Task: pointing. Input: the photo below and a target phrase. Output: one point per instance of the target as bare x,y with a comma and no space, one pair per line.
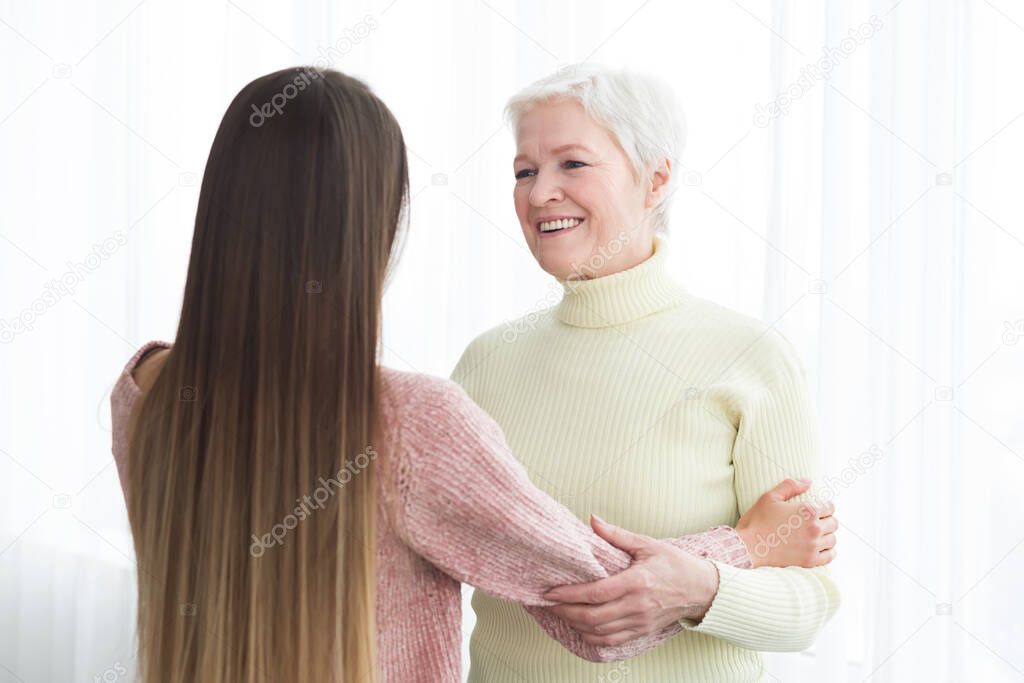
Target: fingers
594,593
619,537
598,620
--------------------------------
Task instructions
Please give all of the data above as a numbered list with one line per item, skipping any blank lines and leaving the pictures out.

Exercise response
1. Task: pointing. Input: the photo below and a target phrase. Output: one point per instance of the target as bare x,y with a comma and no space, one pair per line.
2. Target: fingers
3. 594,593
4. 619,537
5. 598,620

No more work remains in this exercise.